TEXT SECTION:

BEGIN

SimPO: Simple Preference Optimization with a Reference-Free Reward

Direct Preference Optimization (DPO) is a widely used offline preference optimization algorithm that reparameterizes reward functions in reinforcement learning from human feedback (RLHF) to enhance simplicity and training stability. In this work, we propose SimPO, a simpler yet more effective approach. The effectiveness of SimPO is attributed to a key design: using the average log probability of a sequence as the implicit reward. This reward formulation better aligns with model generation and eliminates the need for a reference model, making it more compute and memory efficient. Additionally, we introduce a target reward margin to the Bradley-Terry objective to encourage a larger margin between the winning and losing responses, further enhancing the algorithm's performance. We compare SimPO to DPO and its latest variants across various state-of-the-art training setups, including both base and instruction-tuned models like Mistral and Llama3. We evaluated on extensive instruction-following benchmarks, including AlpacaEval 2, MT-Bench, and the recent challenging Arena-Hard benchmark. Our results demonstrate that SimPO consistently and significantly outperforms existing approaches without substantially increasing response length. Specifically, SimPO outperforms DPO by up to 6.4 points on AlpacaEval 2 and by up to 7.5 points on Arena-Hard. Our top-performing model, built on Llama3-8B-Instruct, achieves a remarkable 44.7 length-controlled win rate on AlpacaEval 2 -- surpassing Claude 3 Opus on the leaderboard, and a 33.8 win rate on Arena-Hard -- making it the strongest 8B open-source model.

END

DATA EXTRACT:

BEGIN

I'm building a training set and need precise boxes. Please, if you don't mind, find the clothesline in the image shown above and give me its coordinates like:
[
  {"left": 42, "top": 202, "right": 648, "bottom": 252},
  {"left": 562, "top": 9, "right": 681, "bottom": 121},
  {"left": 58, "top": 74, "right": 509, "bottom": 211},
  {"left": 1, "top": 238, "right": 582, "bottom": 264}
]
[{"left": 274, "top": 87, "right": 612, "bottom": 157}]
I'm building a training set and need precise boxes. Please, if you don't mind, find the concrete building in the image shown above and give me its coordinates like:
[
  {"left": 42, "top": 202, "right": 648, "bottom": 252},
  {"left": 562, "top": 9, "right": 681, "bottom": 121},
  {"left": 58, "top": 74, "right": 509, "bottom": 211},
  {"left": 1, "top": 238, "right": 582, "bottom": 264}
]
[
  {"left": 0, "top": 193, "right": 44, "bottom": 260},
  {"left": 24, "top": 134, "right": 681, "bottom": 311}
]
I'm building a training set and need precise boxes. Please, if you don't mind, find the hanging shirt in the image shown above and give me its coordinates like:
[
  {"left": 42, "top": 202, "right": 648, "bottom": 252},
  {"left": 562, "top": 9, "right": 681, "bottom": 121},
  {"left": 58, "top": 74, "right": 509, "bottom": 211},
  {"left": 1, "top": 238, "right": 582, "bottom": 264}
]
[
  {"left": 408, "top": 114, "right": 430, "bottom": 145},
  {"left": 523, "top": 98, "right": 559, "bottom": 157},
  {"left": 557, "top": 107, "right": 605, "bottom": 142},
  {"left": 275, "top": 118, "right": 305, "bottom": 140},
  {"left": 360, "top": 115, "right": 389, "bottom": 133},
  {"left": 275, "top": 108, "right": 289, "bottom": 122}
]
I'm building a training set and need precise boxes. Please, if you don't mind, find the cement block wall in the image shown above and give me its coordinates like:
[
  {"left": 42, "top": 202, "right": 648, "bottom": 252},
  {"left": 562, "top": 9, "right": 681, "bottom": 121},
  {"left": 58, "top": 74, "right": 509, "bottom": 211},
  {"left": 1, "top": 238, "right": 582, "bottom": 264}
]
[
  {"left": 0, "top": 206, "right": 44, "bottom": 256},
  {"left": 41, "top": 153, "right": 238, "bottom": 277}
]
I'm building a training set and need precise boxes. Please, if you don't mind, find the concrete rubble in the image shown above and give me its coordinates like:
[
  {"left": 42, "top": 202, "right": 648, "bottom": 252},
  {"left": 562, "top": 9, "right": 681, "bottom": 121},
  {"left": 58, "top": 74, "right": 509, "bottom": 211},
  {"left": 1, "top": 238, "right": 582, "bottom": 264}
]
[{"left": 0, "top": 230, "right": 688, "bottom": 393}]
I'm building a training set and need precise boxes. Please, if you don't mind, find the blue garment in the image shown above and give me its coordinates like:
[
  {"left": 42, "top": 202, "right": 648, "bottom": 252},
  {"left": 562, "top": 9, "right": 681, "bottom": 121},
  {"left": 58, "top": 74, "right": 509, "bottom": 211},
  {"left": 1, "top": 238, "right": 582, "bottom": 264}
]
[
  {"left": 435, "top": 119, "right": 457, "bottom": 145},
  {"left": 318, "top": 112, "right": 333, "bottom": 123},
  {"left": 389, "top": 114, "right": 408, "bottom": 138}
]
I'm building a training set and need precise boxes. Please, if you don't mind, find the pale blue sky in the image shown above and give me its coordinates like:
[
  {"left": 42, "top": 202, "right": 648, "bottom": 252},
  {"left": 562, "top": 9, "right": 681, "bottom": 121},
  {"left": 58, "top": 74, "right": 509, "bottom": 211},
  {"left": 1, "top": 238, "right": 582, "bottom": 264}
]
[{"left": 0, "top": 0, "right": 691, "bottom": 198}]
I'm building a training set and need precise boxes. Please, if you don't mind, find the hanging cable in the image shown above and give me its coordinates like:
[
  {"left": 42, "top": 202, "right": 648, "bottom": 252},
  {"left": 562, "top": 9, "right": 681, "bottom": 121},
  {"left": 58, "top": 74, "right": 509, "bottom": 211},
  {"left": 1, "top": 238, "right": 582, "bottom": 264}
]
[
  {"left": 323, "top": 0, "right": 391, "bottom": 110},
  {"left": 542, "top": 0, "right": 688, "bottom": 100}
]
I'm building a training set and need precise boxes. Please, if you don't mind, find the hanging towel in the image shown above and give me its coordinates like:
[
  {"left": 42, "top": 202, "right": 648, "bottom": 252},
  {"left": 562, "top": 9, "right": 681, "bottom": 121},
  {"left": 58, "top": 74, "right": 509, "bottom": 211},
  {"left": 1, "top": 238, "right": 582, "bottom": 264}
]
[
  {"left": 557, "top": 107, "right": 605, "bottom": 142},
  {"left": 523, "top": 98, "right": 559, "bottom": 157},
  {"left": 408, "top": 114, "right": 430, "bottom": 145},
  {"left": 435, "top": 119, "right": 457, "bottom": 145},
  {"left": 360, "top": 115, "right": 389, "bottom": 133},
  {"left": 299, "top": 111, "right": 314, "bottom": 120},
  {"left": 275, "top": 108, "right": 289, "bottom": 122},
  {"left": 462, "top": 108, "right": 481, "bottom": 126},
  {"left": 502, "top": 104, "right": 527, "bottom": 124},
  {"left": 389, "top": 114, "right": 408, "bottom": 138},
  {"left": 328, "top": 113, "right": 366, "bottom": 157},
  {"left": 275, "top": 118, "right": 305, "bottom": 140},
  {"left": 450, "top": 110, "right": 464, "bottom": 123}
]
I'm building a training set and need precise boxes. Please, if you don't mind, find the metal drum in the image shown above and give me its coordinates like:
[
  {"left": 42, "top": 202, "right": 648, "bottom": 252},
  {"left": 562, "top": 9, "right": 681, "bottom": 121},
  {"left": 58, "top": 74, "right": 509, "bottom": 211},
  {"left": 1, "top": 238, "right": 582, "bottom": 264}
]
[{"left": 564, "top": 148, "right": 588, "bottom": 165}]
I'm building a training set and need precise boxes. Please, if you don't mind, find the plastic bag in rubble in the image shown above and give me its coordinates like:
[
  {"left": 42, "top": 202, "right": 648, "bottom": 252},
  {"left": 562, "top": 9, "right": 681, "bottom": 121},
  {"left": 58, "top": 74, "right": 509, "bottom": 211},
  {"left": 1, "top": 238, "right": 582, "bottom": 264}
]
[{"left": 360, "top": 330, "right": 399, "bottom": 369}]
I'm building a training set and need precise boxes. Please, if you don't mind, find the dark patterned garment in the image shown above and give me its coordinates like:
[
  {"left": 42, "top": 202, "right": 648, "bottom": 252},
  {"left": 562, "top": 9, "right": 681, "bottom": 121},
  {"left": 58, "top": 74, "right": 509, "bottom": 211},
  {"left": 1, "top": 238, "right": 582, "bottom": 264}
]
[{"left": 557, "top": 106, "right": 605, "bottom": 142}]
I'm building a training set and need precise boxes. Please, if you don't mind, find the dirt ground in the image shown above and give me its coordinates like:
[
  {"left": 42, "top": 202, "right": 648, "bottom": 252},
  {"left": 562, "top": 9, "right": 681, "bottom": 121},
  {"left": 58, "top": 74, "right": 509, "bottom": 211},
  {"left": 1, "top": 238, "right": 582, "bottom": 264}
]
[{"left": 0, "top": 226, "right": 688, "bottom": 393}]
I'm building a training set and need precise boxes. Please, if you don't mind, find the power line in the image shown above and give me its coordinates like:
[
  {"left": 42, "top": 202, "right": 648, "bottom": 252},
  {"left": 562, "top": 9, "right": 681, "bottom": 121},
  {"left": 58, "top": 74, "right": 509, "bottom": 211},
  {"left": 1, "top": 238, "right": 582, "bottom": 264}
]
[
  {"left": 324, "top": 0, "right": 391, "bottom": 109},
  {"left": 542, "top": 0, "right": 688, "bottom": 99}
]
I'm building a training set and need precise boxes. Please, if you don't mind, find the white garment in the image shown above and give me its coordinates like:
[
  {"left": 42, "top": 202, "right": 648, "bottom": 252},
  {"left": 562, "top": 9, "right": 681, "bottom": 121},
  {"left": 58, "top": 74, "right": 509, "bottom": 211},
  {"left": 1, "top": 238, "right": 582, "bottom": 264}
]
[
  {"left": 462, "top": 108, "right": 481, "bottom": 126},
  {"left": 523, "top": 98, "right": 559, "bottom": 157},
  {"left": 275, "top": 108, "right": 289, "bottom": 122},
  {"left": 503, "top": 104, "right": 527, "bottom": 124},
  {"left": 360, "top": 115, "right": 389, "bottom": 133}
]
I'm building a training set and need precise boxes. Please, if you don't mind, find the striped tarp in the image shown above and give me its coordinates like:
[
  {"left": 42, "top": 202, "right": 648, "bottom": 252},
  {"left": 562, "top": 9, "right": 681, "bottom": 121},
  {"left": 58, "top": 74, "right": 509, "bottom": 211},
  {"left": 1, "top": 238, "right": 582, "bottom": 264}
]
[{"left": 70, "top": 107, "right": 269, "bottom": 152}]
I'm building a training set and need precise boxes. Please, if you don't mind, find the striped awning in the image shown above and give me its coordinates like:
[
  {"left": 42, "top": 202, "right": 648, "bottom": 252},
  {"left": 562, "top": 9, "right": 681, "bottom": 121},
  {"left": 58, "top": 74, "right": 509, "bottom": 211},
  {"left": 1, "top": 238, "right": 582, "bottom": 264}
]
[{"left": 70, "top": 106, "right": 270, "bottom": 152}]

END

TASK OBJECTIVE: Name every evaluation benchmark mentioned in the SimPO abstract.

ANSWER SECTION: AlpacaEval 2, MT-Bench, Arena-Hard